# Free Sheep toy knitting pattern cute



## pinktopaz (Nov 25, 2011)

http://www.clarewools.co.uk/free-pattern-woolly-sheep.php


----------



## Sue in Florida (Feb 17, 2011)

Adorable, cute, easy and diffently a keeper. Looks like it would knit up quickly. Thank You


----------



## GDW (Nov 3, 2011)

thank you for sharing. I have bookmarked it for future use.
happy new year from Kaiwaka New Zealand


----------



## SilverWeb (Aug 20, 2011)

That is adorable. Thank you for sharing.

Have a Happy New Year!


----------



## Penev (Apr 17, 2011)

The sheep is very cute, have downloaded the pattern, thanks for posting the link.


----------



## dragondrummer (Jun 5, 2011)

Too cute! Will have to make one for my friend's grandson. Thank you for posting the link.


----------



## nitcronut (Aug 9, 2011)

Thanks for sharing this adorable pattern. Have printed it so I can do it as soon as I finish my present 3 WIP. Thanks again and have a Happy New Year full of health, wealth and happiness as well as all the threat you can ever handle.


----------



## knitty (Apr 4, 2011)

OMG thats the cutest sheep I ever saw! thanks


----------



## bae (May 24, 2011)

So cute...


----------



## roseknit (Apr 2, 2011)

Thankyou for the link, I dowloaded the pattern and as I am Welsh also downloaded the Welsh Lady doll.


----------



## Edith M (Aug 10, 2011)

» **Directions for this task**
Write out the sheep pattern thread from "## roseknit (Apr" to "(Aug 10, 2011)", substituting "Scottish" for "Welsh". Answer from the sheep pattern thread alone.

» **Data extract**
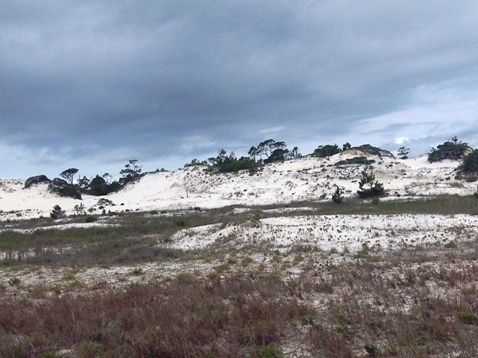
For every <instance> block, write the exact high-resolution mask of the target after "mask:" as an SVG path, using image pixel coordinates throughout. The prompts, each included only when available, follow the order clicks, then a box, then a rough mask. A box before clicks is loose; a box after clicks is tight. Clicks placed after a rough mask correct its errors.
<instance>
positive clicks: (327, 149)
mask: <svg viewBox="0 0 478 358" xmlns="http://www.w3.org/2000/svg"><path fill="white" fill-rule="evenodd" d="M340 152H341V150H340V148H339V146H338V145H337V144H333V145H332V144H326V145H320V146H319V147H317V149H316V150H314V153H312V155H313V156H315V157H319V158H327V157H330V156H332V155H334V154H337V153H340Z"/></svg>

» **Answer box**
## roseknit (Apr 2, 2011)

Thankyou for the link, I dowloaded the pattern and as I am Scottish also downloaded the Scottish Lady doll.


----------



## Edith M (Aug 10, 2011)